REQUIREMENT >> Present every line of the items below as a numbered list, omitting blank lines and the picture.

MATERIAL FOR THIS EXERCISE >>
-- -- --

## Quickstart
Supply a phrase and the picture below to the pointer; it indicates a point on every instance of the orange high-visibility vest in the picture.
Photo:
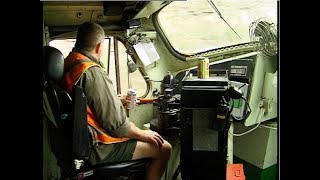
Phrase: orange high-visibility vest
(70, 78)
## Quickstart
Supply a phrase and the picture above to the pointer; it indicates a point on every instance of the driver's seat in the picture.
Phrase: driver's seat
(68, 130)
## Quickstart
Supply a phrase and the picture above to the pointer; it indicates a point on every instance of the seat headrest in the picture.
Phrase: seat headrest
(53, 62)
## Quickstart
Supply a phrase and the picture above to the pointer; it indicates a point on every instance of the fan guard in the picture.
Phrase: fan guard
(264, 33)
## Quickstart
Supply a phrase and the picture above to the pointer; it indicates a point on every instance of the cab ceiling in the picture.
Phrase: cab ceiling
(62, 17)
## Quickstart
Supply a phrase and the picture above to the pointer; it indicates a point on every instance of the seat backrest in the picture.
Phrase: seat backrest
(67, 128)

-- -- --

SOLUTION >>
1. ## Quickstart
2. Supply a phrase and the picture below to the pointer; it indicates a point on every instance of the orange high-visibility vest in the picture.
3. Photo:
4. Phrase: orange high-visibility vest
5. (70, 78)
6. ## Quickstart
7. Supply a phrase and the picture above to the pointer; it indicates a point on every instance of the driver's seat in the picture.
8. Phrase: driver's seat
9. (68, 130)
10. ## Quickstart
11. Supply a phrase and the picture above to the pointer; it indicates a point on every instance of the seat headrest in the picture.
12. Phrase: seat headrest
13. (53, 62)
14. ## Quickstart
15. Supply a phrase and the picture above to the pointer; it indicates a point on every instance of the fan guard in the picture.
16. Phrase: fan guard
17. (264, 33)
18. ## Quickstart
19. Supply a phrase and the picture above to the pointer; it indicates a point on every instance of the cab ceiling in the picture.
20. Phrase: cab ceiling
21. (62, 17)
22. ## Quickstart
23. Supply a phrase and the picture above to the pointer; it indicates a point on every instance of the seat backrest in the picture.
24. Phrase: seat backrest
25. (67, 128)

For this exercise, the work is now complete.